-- Start of EXTRACT TO READ --
In 2003, he portrayed Victorian engineer Isambard Kingdom Brunel in the BBC's Seven Wonders of the Industrial World. In 2008, he played Mr Chivery in the TV serial Little Dorrit, based on the novel by Charles Dickens. He has also appeared in the children's TV series Summerhill, as an inspector. He played the role of an orthodox Jewish rabbi (Noach Marowski) in a 2008 edition of Silent Witness. He played the role of Hermann van Daan in the 2009 BBC drama, The Diary of Anne Frank, as well as the part of David Cockram in the ITV drama Whatever It Takes, aired in the same year. In late 2012 Cook played the role of Peter in the ITV series Mrs Biggs, a retired train driver, Ronnie Biggs befriends, employed by the gang to drive the hijacked train away during the Great Train Robbery. Cook played the company accountant, Mr Arthur Crabb, in the ITV series Mr Selfridge (2013 to 2016). In 2018 he portrayed a police chief in the BBC drama The City and the City. In 2019 he played television producer Bill Calder in Death in Paradise S8:E3, and later portrayed Borch Three Jackdaws in Netflix's The Witcher. In 2020 he played Stan Sturgess in the three-part fact-based BBC drama The Salisbury Poisonings, which portrays the 2018 Novichok poisoning crisis in Salisbury, England. Cook played the father of Dawn Sturgess who was the only fatality in the crisis. In 2022, Cook played the role of the 'Wise Owl' and its voice actor Wilf in the show “Inside No.9” in the episode "Wise Owl".
-- End of EXTRACT TO READ --
-- Start of RECORDED DATA --
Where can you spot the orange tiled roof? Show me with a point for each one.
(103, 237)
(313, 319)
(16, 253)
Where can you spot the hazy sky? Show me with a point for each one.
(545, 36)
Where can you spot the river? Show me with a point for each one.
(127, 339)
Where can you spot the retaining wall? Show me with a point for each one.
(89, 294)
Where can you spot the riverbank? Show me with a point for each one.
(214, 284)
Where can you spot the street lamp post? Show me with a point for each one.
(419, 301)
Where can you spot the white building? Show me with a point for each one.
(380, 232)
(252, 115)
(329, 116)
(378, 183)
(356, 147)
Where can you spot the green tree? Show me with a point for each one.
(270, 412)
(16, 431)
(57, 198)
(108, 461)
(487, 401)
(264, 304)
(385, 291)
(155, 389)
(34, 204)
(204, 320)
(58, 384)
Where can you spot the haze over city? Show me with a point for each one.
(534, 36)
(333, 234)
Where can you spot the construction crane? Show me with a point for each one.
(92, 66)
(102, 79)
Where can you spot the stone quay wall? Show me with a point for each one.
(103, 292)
-- End of RECORDED DATA --
-- Start of RECORDED DATA --
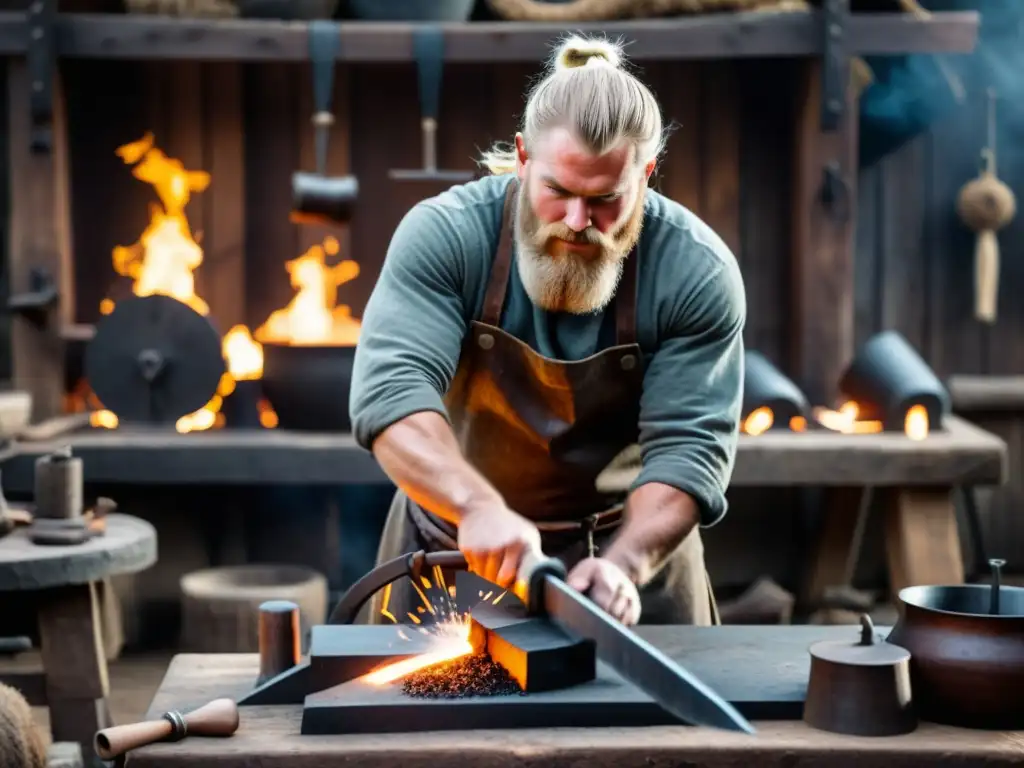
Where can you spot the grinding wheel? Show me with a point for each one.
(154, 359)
-- End of RECORDED DATA --
> _WHAT YOU NEED TO DO_
1/ List every production that the passage about Cook's acting roles explicitly identifies as a BBC production.
2/ Carry the passage about Cook's television roles forward, starting after its final sentence.
The rows have nothing to do with the passage about Cook's acting roles.

> _ANSWERS BY TASK_
1/ Seven Wonders of the Industrial World; The Diary of Anne Frank; The City and the City; The Salisbury Poisonings

2/
He has played Napoleon Bonaparte twice, in his 1994 guest appearance in Sharpe and again in the 2000 feature film Quills. Other film roles have included parts in The Cook, the Thief, His Wife & Her Lover (1989, as Mews), Secrets & Lies (1996), The Odyssey (1997, as Eurybates), Topsy-Turvy (1999, as Richard D'Oyly Carte), Chocolat (2000), Charlotte Gray (2001), 24 Hour Party People (2002, as Derek Ryder), Thunderbirds (2004, as Parker), 102 Dalmatians, Hot Fuzz (2007, as George Merchant) and The King's Man (2021, as Archduke Franz Ferdinand). Cook also appeared in Feeling Good, a short film written by Dexter Fletcher and directed by Dalia Ibelhauptaite.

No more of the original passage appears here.